Take the line containing "Text query: standing camel" in the listing below and copy it, along with every line after it, without alteration.

AVAILABLE DATA below:

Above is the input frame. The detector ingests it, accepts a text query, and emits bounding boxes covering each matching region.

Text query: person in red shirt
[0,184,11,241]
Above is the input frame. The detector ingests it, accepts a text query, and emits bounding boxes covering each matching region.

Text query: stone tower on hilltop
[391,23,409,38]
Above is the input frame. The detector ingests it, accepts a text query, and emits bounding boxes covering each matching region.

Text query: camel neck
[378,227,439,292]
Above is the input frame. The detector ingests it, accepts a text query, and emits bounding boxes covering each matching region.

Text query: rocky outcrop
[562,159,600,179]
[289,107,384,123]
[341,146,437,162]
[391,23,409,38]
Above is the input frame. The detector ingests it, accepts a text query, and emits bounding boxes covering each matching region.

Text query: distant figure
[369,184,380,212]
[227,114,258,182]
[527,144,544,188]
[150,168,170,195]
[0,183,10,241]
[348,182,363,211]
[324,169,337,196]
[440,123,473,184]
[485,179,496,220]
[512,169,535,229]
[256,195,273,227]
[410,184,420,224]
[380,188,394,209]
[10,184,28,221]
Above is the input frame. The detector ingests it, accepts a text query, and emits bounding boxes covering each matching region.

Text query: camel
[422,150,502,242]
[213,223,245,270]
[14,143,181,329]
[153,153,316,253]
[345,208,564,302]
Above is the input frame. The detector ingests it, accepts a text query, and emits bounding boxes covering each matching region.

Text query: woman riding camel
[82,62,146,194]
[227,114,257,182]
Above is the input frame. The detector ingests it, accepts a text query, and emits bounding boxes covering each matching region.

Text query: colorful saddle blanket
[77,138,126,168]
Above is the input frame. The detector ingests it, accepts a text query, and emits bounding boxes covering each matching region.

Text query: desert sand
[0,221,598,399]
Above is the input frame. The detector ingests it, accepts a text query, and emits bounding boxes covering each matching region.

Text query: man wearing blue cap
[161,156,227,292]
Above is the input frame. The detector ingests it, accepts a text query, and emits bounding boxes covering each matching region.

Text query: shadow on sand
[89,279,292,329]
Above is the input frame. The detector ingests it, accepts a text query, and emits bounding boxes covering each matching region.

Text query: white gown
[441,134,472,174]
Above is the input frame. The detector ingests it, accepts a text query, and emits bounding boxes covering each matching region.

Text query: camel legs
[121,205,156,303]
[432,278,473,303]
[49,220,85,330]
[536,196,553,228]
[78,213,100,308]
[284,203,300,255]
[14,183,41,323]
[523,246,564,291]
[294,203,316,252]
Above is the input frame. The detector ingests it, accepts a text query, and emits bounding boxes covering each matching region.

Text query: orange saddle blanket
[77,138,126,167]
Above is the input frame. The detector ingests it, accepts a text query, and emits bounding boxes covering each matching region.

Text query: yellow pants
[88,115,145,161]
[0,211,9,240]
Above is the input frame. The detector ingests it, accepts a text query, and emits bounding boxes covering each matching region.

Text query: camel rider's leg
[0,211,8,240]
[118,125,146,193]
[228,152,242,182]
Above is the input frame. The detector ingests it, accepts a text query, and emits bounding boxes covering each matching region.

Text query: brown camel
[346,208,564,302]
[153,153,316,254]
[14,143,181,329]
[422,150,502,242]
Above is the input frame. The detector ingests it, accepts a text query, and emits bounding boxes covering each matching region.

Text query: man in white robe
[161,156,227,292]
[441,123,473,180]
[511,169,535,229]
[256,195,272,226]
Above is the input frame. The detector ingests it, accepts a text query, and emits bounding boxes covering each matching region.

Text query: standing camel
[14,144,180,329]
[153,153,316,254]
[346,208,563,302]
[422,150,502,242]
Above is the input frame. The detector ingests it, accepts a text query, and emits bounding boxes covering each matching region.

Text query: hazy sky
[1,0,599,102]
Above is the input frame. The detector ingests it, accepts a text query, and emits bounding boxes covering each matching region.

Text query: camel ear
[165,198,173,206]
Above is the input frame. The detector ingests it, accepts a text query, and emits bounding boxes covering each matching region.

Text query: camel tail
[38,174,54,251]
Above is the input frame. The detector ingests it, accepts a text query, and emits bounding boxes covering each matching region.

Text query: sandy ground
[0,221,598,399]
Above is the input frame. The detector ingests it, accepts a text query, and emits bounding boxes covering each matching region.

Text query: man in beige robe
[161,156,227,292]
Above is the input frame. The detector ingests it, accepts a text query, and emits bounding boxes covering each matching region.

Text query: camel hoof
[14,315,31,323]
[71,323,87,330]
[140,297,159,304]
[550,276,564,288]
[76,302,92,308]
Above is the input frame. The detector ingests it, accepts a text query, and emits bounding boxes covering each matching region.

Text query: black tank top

End of AVAILABLE DATA.

TASK SOLUTION:
Text query: standing camel
[14,144,180,329]
[153,153,316,254]
[346,208,563,302]
[422,150,502,242]
Above is the input frame. The detector ingests it, accepts a text query, and emits bounding boxes covering each matching region.

Text query: hazy sky
[1,0,599,102]
Above is the input frame. The detector ingests it, accepts a text query, and emits bounding boxes covering each matching region.

Text query: camel ear
[165,198,173,206]
Above is the input frame. The detector ingests it, accepts a text query, and emits bounding boxes covering each matching region.

Text query: camel tail
[38,174,54,251]
Above is the input frame. The detector ingests it, accepts a text query, and emits bounding boxes covering each matching region.

Text query: sandy ground
[0,221,598,399]
Above is the input frame. The detector ingests it, accepts a text query, and emits bounding boxes covering each matching region.

Text query: man in beige robe
[161,156,227,292]
Above is the input frame. The detector ingests it, accepts a text query, and emits bounding boxes covering each matching region.

Text query: camel hoof
[14,315,31,323]
[71,323,87,330]
[140,297,159,304]
[550,276,564,288]
[76,302,92,308]
Above is the input frame. The detector ingests it, accepts a text query, and emits bounding boxes covering each matching region.

Text query: black tank top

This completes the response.